Texte du document =>
::::::::::
Je suis un journaliste multimédia essentiellement dévolu au journalisme Web. Ainsi, j'utilise plus souvent mon clavier d'ordinateur et mon téléphone pour concevoir des articles que mes pattes. Mais parfois - et heureusement - il m'arrive de sortir. C'est le cas le dimanche 28 mai 2023.

Ce jour-là, l'Association de sauvegarde des transports urbains de Reims (Astur) utilise son beau bus à damiers noirs et jaunes tout droit sorti des années 1990 (France 3 Champagne-Ardenne en a parlé) pour organiser une excursion. Au programme : une centaine de kilomètres en quatre heures autour de la remarquable Montagne de Reims

Et pour vous, mesdames et messieurs, je suis allé tester le concept. Précédemment, j'ai déjà étrenné la randonnée en barque à fond plat (j'espère moins de moustiques cette fois), une fête foraine au sortir du confinement (ça fait déjà quatre ans ??), et l'ouverture d'un love-store à Strasbourg (cette excursion sera sans doute moins olé olé).

Un évènement populaire et accessible

On peut profiter de la balade pour la modique somme de dix euros. Rendez-vous est donné à 14h00 devant la gare. Comme je suis un journaliste ponctuel et bien organisé, je m'organise pour arriver en avance... mais diverses péripéties font que je me pointe à 13h57, et que le bus est en train de partir sous mes yeux. Ce reportage s'annonce bien mal.

Heureusement, le Usain Bolt qui sommeille en moi s'éveille, et je parviens à rattraper le véhicule avant qu'il ne soit trop tard. À bord, c'est plein comme un oeuf : il n'y a que 45 sièges - confortables (il paraît) - pour 53 personnes, dont certaines restent donc debout. C'est ce qui s'appelle être victime de son succès.

Et moi, je suis victime de mon sprint, de l'habitacle transformé en fournaise par les nombreux gens présents, et des températures élevées : pourquoi diable ai-je eu la sublime idée d'enfiler un pull (noir) et une veste en cuir ? J'entends une passagère faire remarquer qu'"on gelait la semaine dernière, et que là, on crève de chaud". Je ne peux pas dire que vous avez tort, madame (même si techniquement, un printemps maussade n'est pas si anormal).

À l'intérieur, un public varié. Jeune ou âgé, masculin ou féminin, il y a de tout et la balade semble plaire à tout le monde. Comme ça discute pas mal, on ne s'entend pas beaucoup, et quand Cyril Regnier, le président de l'Astur, prend le micro pour donner des anecdotes, il doit pousser sa voix pour se faire entendre... et finit rapidement enroué. Il faut ce qu'il faut.
::::::::::
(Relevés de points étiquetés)
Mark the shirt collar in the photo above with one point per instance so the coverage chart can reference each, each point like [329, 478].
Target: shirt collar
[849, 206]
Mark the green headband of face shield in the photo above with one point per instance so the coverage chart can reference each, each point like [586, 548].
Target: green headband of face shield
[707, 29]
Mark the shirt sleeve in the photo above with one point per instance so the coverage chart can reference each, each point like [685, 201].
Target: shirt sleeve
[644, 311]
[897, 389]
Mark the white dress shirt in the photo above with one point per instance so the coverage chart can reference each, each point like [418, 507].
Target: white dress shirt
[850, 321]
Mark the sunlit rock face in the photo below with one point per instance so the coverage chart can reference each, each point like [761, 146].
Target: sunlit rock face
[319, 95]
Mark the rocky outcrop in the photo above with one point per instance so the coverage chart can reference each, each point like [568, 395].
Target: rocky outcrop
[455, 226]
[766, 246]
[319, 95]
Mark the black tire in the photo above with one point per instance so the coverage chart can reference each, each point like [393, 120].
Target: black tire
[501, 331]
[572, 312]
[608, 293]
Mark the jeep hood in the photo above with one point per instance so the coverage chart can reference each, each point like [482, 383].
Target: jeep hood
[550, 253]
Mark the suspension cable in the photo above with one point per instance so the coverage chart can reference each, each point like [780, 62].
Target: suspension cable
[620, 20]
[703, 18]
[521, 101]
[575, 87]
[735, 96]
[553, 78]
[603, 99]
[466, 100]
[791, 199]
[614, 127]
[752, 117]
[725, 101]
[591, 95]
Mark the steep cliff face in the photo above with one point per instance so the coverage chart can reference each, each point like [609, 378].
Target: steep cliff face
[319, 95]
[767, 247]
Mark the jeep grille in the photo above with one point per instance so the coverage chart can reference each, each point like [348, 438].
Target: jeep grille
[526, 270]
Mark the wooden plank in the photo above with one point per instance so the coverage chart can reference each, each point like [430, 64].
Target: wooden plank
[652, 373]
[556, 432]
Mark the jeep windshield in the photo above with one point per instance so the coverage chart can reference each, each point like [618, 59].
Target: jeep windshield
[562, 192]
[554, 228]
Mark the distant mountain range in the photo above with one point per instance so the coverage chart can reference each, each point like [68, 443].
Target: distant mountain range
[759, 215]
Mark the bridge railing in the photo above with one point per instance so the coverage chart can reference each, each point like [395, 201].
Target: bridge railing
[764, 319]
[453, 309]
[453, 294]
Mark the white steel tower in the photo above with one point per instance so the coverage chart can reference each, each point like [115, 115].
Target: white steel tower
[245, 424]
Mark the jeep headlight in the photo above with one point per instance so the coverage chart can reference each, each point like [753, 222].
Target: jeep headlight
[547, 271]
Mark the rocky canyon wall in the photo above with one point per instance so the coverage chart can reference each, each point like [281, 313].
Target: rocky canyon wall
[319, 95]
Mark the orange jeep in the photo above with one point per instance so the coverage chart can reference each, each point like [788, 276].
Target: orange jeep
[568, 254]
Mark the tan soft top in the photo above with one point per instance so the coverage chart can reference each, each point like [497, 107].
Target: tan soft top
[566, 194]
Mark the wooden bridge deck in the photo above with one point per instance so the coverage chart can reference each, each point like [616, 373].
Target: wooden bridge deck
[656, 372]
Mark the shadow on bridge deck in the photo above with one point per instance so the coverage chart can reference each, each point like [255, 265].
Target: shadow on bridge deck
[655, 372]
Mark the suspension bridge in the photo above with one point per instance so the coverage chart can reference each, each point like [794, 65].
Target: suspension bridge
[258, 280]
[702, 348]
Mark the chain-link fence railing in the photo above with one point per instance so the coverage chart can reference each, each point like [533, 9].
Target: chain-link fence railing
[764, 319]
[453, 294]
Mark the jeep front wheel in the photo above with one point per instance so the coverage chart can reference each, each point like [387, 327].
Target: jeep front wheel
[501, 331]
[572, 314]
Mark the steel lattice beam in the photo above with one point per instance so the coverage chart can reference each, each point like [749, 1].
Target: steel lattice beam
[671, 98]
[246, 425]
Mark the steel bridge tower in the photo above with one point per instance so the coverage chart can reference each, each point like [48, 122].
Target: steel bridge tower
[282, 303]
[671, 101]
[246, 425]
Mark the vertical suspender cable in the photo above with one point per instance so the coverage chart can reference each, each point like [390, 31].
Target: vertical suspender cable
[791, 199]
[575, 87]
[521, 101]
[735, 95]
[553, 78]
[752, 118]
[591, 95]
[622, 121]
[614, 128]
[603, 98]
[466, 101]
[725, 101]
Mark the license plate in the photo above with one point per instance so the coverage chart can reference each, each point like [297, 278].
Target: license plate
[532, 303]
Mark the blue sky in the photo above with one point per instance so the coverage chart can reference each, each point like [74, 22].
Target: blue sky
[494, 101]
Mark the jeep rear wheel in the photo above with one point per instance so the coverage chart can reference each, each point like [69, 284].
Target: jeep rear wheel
::::::::::
Exercices à réaliser =>
**A)** Selon le reportage sur l'excursion en bus autour de la Montagne de Reims, combien de sièges le bus compte-t-il pour combien de personnes à bord ?
**B)** Extrayez du reportage sur l'excursion en bus autour de la Montagne de Reims le passage qui débute aux mots « Un évènement populaire » et s'arrête après les mots « s'annonce bien mal. ».

Résultats obtenus =>
**A)** Le bus compte 45 sièges pour 53 personnes.

**B)**
Un évènement populaire et accessible

On peut profiter de la balade pour la modique somme de dix euros. Rendez-vous est donné à 14h00 devant la gare. Comme je suis un journaliste ponctuel et bien organisé, je m'organise pour arriver en avance... mais diverses péripéties font que je me pointe à 13h57, et que le bus est en train de partir sous mes yeux. Ce reportage s'annonce bien mal.